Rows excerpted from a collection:
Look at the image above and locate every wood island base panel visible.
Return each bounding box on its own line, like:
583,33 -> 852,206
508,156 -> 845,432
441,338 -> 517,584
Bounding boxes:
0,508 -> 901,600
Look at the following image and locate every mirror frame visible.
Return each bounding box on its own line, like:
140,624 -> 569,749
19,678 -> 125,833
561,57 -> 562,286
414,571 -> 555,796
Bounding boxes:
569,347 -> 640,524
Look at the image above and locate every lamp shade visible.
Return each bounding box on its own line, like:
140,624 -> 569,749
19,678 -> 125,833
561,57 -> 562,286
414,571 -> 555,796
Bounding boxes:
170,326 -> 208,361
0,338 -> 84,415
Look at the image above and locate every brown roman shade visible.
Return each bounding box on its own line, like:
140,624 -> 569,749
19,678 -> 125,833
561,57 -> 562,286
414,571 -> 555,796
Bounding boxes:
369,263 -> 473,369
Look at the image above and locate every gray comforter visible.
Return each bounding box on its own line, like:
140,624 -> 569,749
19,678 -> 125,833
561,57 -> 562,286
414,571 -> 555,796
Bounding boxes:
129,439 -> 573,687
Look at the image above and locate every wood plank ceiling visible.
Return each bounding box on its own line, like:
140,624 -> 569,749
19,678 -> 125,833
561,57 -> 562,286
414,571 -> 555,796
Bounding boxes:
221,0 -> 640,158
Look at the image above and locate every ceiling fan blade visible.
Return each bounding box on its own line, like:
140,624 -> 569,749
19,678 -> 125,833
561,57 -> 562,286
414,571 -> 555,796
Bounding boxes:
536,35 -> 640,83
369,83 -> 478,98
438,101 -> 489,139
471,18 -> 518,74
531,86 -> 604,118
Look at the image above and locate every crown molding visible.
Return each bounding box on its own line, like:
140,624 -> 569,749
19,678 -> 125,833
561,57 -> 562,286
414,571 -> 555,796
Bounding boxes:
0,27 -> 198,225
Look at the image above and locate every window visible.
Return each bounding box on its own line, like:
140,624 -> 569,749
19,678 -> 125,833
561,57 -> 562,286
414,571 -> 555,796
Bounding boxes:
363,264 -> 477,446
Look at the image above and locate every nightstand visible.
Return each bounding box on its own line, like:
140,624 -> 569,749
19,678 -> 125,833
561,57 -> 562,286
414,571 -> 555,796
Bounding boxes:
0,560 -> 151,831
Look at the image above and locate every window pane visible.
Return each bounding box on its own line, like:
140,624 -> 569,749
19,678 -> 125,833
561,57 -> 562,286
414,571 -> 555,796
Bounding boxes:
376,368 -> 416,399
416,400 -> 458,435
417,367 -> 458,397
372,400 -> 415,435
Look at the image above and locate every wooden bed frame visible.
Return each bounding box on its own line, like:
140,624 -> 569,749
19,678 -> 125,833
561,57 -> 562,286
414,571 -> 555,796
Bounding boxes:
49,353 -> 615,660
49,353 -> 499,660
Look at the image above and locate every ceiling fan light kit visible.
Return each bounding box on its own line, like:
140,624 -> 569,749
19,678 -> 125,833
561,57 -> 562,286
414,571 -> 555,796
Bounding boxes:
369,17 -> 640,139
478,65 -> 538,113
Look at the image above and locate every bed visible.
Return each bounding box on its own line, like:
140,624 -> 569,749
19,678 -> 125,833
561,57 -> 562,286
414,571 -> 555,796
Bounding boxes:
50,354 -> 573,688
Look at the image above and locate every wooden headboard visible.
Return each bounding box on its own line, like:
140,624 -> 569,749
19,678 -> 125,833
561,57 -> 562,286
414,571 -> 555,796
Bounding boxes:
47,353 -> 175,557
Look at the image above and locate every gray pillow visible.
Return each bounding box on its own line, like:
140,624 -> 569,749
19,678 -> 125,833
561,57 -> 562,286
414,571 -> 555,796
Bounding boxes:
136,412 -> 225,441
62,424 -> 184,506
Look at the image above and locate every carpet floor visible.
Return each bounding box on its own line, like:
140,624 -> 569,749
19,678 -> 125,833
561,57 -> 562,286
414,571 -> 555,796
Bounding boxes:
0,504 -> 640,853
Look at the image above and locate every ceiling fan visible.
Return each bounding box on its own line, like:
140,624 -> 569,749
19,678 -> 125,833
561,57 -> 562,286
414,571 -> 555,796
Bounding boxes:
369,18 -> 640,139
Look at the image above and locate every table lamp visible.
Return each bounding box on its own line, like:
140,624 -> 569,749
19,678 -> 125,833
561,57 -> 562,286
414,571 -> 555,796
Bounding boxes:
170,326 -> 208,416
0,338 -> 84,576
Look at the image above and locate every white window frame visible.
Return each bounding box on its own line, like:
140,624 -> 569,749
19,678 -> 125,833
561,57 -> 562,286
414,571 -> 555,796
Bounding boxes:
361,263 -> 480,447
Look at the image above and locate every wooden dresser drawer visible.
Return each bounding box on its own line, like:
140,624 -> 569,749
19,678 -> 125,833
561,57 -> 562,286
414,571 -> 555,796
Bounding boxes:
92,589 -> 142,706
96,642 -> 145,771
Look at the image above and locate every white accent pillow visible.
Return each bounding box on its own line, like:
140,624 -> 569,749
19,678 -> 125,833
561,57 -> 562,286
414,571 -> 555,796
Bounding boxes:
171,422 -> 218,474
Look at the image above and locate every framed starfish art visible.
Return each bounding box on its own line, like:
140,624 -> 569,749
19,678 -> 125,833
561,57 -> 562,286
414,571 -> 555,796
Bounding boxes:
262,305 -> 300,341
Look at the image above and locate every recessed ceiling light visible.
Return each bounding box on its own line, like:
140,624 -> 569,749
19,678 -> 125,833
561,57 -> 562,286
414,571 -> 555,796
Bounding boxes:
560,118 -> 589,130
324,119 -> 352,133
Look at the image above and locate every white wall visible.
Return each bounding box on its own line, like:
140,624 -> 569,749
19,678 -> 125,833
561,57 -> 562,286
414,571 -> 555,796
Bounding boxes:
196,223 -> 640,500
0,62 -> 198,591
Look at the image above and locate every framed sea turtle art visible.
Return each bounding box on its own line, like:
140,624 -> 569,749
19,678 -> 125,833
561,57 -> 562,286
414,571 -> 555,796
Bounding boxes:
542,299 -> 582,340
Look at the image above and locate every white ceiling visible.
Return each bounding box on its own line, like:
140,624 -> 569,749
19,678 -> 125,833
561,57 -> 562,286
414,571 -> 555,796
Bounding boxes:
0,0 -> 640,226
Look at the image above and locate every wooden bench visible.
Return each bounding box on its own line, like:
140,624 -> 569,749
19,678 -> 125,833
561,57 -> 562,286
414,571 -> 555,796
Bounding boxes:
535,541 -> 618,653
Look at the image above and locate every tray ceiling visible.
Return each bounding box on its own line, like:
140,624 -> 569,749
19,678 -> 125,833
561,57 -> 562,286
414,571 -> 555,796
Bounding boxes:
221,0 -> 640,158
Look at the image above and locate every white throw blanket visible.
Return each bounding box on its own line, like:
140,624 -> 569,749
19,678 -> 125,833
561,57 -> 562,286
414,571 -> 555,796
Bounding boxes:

GOAL OF THE EXERCISE:
Write out the rows from the start through the line with "0,508 -> 901,600", requests included. Scale each bounding box coordinate in the answers by 0.55 and round to whole numbers with halves going up, but keep the numbers in the requests and their sample boxes unchanged.

OUTPUT:
Look at the image above and locate every wood island base panel visible.
Return each bounding box on its own line, like:
583,33 -> 852,206
508,156 -> 845,432
441,338 -> 517,584
Bounding boxes:
0,279 -> 496,330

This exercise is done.